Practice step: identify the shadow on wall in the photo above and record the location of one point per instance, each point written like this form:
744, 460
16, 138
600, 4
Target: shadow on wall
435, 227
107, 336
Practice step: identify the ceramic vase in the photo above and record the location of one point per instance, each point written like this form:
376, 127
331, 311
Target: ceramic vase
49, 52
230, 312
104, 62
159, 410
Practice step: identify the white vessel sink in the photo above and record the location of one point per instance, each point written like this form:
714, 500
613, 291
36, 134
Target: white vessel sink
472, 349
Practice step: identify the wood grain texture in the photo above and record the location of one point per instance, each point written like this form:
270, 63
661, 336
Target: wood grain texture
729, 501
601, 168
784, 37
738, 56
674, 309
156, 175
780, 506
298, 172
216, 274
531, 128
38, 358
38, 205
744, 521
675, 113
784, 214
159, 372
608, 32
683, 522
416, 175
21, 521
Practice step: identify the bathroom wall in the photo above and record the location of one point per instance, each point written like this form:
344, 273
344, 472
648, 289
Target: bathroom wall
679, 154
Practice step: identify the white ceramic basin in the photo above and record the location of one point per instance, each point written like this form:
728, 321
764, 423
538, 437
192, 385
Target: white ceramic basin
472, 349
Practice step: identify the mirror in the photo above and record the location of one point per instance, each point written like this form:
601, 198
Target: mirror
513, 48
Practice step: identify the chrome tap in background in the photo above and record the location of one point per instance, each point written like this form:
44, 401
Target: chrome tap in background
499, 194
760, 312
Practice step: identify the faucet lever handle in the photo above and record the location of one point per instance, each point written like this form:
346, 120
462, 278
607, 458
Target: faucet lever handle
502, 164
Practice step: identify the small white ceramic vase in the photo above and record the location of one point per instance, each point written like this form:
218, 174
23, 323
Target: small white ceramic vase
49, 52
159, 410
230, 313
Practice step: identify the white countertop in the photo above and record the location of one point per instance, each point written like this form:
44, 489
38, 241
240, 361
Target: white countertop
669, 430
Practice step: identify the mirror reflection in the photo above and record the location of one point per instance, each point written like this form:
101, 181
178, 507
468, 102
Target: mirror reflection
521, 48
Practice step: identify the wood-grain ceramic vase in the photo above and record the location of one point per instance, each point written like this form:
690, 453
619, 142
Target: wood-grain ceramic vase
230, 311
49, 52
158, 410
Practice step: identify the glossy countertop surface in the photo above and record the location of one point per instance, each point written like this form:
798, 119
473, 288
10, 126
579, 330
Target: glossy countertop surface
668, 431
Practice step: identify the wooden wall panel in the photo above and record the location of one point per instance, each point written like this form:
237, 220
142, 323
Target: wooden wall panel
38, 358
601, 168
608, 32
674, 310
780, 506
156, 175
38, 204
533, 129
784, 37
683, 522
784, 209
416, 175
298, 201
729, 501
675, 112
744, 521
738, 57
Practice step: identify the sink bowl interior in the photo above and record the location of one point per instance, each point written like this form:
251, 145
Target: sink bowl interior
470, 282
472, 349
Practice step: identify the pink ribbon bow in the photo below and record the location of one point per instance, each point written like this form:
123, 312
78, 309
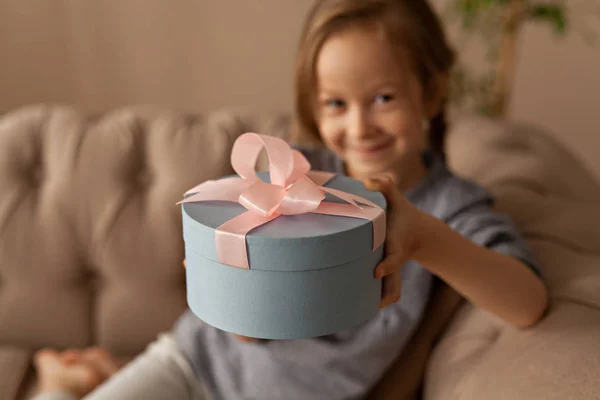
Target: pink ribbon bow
294, 189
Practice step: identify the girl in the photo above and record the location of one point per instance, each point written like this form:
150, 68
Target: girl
371, 80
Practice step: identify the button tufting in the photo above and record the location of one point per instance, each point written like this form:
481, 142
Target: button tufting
144, 178
36, 176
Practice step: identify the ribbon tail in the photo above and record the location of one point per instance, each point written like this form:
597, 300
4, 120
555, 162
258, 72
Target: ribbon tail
228, 189
349, 197
230, 238
374, 214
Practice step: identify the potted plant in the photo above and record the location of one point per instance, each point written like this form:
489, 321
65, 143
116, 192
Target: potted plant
499, 24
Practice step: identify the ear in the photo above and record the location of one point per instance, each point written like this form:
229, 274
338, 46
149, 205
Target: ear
435, 94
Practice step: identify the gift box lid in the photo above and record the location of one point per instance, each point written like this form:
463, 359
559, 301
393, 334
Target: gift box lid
290, 242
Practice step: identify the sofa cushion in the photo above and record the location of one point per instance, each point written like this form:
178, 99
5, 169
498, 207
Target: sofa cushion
14, 369
90, 234
555, 202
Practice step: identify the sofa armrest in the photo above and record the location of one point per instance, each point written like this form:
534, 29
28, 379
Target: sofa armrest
558, 359
14, 366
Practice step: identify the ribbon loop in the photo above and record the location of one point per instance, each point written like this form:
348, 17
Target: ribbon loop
294, 189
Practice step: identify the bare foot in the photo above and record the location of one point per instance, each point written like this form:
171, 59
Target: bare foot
74, 371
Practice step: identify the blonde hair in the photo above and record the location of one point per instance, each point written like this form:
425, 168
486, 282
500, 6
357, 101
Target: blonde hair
407, 24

__The exercise__
Write the entries above out again exactly, but not the pictures.

__Written solution__
Practice step: identify the shadow on wall in the photo above and record the location of one point per instance, each point written like this form:
744, 460
16, 138
600, 4
Target: shadow on wall
435, 227
107, 336
Practice step: identify the ceramic vase in the photo above and record the location of one point per instance, each point written like this form:
376, 127
331, 311
Target: ceramic vase
49, 52
230, 312
104, 62
159, 410
Practice step: identify the white vessel sink in the photo above and record the location of one point per instance, each point written like this form:
714, 500
613, 291
36, 134
Target: white vessel sink
472, 349
Practice step: identify the wood grain texture in the photo above and record the location of one point per instance, each point written like this form:
270, 63
661, 336
Target: wood grain texture
729, 501
601, 168
784, 37
738, 56
674, 309
156, 175
780, 506
298, 172
216, 274
531, 128
38, 358
38, 205
744, 521
675, 113
784, 214
159, 372
608, 32
683, 522
416, 175
21, 521
Practice step: identify the bathroom wall in the photo above and record the location of one point per instance, each point written like this form:
344, 273
344, 472
648, 289
Target: bathroom wall
679, 154
Practice step: identify the white ceramic basin in the photo above and record the location of one point per instance, each point written like this form:
728, 321
764, 423
538, 437
192, 385
Target: white ceramic basin
472, 349
Practice step: identify the mirror in the photo above and record the location of one point per instance, each point written like this form:
601, 198
Target: mirror
513, 48
Practice step: identify the chrome tap in background in the photo above and record the location of one point per instance, each point written like this form:
44, 401
Target: chrome tap in background
499, 194
760, 312
Practice step: identify the faucet lever handle in the photo above and record the location of one point per instance, each point written like this form:
346, 120
462, 278
607, 458
Target: faucet lever handle
502, 164
Practice step: identify the small white ceramic vase in the photo above and record the location of one point per instance, each point written like this form:
218, 174
23, 323
Target: small white ceramic vase
49, 52
159, 410
230, 313
Practice step: identify the white countertop in the photo above and record the location of one point per instance, each point written like this form:
44, 489
38, 241
240, 361
Target: white countertop
669, 430
Practice step: identify the mirror reflection in the photo above and record the location of one point per instance, each point written like this form:
101, 181
178, 507
468, 102
Target: mirror reflection
521, 48
Practice step: identify the wood-grain ceramic vase in the photo above and record the location of one point per instance, each point written like this form:
690, 453
619, 142
Target: wood-grain ceramic vase
230, 311
49, 52
158, 410
Practice step: identify the glossy countertop surface in the photo above and record the location of one point per instance, each point written like this form:
798, 119
473, 288
10, 126
579, 330
Target: glossy countertop surface
668, 431
Practice step: identify the wooden wall panel in the photo above and record the location of one point per instance, each point written like this form:
237, 220
142, 323
Target: wooden wall panel
38, 358
601, 168
608, 32
674, 310
780, 506
156, 175
38, 204
533, 129
784, 37
683, 522
784, 209
416, 175
298, 201
729, 501
675, 112
744, 521
738, 57
Practice step: identify the sink bowl interior in the photo above and record the location of one point per instance, each point written like this form:
251, 145
Target: sink bowl interior
470, 282
472, 349
Practice step: identify the pink ribbon bow in the photo below and record the location of one point per instance, each point written like this form:
123, 312
78, 309
Target: pink ribbon bow
294, 189
Practice step: identify the girl in the photo above and record the location of one point per instance, each point written like this form:
150, 68
Target: girl
371, 80
Practice step: identify the button tufting in the photo above and record the location of one point per instance, each point written like this form:
481, 142
Target: button tufting
144, 178
36, 176
Practice step: identify the ribbon tail in the photo above and record the location of one point per instance, each point written like this form:
597, 300
4, 120
555, 162
258, 72
Target: ribbon tail
228, 189
349, 197
230, 238
374, 214
Practice step: identify the potted plant in the photo above and record the location of one point per instance, each point written like this form:
489, 321
65, 143
116, 192
Target: potted plant
499, 24
Practice step: identify the ear in the photo above and record the location of one point per instance, each point written like this form:
229, 274
338, 46
149, 205
Target: ear
435, 94
Practice step: identify the gift box lid in the photo above and record the location of one point per instance, each point written like this form:
463, 359
559, 301
393, 334
Target: gift box lid
290, 242
Practice step: identify the sofa cushion in the photo above and record the location of one point per instance, each point written like this form:
178, 99
5, 169
498, 207
Target: sofa cushion
14, 369
90, 234
555, 202
Practice step: identify the sofa armrest in the photo above and record the location of one point per instance, each point written like this form:
534, 29
28, 379
Target: sofa armrest
558, 359
14, 366
Practice step: identify the ribbon loop in the photo above and record the location of one point per instance, each point written like this form:
348, 17
Target: ribbon loop
294, 189
Practice step: identify the bare foot in the photo above and record the location of one point per instance, each point written like this form:
171, 59
Target: bare foot
74, 371
Practice step: identify the blonde hair in the photo above and record the location of one point per instance, each point written like this form:
425, 168
486, 282
500, 6
357, 101
Target: blonde hair
407, 24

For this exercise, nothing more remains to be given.